ACTION ITEM: Find how many lines below hold "dark", and give that number as the entire answer.

DATA FOR PROCESSING:
● ● ●

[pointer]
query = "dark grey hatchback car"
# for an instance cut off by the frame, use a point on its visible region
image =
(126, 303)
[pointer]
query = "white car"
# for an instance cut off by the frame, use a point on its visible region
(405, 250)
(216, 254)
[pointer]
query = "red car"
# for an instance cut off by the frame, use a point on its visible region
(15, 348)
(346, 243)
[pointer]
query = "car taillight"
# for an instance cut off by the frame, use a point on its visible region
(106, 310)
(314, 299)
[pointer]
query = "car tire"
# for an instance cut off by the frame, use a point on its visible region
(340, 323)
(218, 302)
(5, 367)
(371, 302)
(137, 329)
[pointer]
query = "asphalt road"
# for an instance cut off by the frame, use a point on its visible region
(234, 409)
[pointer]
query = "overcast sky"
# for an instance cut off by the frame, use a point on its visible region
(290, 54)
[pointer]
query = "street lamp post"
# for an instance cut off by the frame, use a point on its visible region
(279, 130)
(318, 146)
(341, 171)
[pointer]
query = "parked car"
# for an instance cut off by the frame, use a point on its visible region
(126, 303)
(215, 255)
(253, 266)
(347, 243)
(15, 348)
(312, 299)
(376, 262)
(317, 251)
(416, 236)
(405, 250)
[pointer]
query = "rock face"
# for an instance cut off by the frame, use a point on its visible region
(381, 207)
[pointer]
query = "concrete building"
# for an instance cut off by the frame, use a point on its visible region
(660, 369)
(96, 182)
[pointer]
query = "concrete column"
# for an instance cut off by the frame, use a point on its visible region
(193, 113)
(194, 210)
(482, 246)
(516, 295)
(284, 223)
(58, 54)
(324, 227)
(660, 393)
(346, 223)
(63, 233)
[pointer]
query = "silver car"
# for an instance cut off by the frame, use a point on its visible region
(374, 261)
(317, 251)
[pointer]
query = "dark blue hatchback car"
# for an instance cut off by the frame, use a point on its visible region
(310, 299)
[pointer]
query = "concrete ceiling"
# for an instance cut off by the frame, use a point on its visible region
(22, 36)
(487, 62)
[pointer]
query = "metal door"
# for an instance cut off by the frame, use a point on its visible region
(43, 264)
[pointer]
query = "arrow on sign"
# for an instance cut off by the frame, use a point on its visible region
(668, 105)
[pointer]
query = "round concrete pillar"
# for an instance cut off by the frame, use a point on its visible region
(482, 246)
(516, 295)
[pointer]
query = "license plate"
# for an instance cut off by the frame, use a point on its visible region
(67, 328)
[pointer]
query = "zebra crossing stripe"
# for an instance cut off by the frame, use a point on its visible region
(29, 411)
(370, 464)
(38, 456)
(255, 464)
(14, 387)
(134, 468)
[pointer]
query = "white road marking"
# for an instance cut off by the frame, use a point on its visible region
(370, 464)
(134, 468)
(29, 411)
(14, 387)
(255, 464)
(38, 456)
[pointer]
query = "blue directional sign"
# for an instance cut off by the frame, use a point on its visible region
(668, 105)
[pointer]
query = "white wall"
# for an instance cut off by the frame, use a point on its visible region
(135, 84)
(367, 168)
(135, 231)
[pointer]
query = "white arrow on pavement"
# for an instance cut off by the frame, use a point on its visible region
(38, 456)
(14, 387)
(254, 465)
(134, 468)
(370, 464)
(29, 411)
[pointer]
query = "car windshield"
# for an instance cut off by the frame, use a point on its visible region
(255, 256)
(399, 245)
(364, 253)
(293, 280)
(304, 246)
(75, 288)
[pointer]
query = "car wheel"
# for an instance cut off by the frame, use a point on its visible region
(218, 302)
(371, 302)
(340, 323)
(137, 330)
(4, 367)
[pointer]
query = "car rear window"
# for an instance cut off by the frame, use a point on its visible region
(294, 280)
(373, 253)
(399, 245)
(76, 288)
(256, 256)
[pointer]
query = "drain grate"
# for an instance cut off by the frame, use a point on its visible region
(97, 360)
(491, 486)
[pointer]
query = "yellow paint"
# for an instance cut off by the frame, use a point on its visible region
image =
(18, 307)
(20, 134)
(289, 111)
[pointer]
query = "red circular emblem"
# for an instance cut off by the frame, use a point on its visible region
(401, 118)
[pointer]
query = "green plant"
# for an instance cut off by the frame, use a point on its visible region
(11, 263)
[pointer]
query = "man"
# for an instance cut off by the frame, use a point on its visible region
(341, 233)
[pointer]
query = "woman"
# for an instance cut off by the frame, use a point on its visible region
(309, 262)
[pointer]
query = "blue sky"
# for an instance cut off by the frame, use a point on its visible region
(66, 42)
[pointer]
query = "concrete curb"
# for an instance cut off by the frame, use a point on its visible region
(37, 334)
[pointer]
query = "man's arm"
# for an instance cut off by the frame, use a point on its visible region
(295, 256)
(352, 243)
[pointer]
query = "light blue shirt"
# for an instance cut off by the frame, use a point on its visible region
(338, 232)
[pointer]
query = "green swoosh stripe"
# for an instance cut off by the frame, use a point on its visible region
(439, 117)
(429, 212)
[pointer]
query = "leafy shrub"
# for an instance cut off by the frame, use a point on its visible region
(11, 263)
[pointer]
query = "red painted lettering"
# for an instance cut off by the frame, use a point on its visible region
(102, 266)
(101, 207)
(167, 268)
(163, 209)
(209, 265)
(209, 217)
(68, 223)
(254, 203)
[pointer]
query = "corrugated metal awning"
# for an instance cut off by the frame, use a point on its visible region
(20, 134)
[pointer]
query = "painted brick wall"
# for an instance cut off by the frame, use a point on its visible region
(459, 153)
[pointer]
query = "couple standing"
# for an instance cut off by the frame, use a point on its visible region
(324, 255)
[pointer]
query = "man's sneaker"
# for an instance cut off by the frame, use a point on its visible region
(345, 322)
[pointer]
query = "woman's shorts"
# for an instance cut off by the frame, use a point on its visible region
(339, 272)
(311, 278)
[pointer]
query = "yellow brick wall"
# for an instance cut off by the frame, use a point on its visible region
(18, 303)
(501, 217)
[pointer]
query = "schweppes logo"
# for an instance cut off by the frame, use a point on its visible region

● ● ●

RESPONSE TO THIS EXERCISE: 2